> What is expected
Please turn the listing into a numbered list, beginning with the line that contains "For every instance of the racing" and continuing through the final line of the listing, leaving out blank lines.

> Listing
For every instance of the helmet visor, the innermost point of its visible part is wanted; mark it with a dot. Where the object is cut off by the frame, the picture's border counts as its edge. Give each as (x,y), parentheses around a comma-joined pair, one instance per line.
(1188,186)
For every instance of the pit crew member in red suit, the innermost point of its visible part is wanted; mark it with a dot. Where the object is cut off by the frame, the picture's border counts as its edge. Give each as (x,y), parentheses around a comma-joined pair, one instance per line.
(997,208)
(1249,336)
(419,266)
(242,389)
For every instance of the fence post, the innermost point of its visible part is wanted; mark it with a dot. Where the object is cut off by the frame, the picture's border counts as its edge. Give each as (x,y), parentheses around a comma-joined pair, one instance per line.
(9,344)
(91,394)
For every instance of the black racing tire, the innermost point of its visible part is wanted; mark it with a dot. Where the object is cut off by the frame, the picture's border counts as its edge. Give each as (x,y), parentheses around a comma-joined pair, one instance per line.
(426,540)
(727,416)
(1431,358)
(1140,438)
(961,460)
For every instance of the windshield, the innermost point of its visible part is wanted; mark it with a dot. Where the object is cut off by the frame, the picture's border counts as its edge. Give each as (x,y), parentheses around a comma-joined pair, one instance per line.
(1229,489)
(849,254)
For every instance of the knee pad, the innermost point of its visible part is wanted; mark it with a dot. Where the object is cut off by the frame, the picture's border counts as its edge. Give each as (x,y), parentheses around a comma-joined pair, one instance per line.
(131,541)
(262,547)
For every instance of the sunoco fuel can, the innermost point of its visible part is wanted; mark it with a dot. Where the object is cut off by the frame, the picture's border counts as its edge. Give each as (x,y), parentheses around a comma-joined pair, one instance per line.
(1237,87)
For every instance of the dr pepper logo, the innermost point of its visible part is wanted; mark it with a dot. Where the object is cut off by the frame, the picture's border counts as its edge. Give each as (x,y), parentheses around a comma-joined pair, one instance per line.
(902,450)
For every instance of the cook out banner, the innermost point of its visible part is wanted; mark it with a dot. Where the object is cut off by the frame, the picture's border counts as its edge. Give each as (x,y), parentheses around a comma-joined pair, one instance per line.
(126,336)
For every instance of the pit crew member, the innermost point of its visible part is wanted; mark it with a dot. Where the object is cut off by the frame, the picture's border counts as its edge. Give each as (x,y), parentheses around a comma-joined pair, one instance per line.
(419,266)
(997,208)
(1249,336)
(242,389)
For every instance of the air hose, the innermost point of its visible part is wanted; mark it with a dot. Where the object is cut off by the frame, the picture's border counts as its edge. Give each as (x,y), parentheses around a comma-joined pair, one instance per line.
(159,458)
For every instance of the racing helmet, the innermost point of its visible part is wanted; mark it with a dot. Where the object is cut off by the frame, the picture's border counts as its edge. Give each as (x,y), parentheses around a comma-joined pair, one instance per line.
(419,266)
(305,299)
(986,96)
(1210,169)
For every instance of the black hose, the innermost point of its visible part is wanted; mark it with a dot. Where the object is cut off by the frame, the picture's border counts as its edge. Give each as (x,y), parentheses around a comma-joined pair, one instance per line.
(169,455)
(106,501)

> Result of the task
1. For every instance of the racing helmet, the innermost point of its visible part is wanted; mark it with a dot. Where the object is cut off by the frame, the picture's border counts as its edge. Give each as (x,y), parentheses around a comma-joined pair, one instance per line.
2. (419,266)
3. (305,299)
4. (986,96)
5. (1210,169)
6. For every instance of the black hose, the innermost point of its visible part is wanted; mark it with a dot. Where the object is cut off by the frame, the picture's border counts as its edge. Give each as (x,y), parentheses around a comma-joined pair, one instance per line.
7. (169,455)
8. (106,501)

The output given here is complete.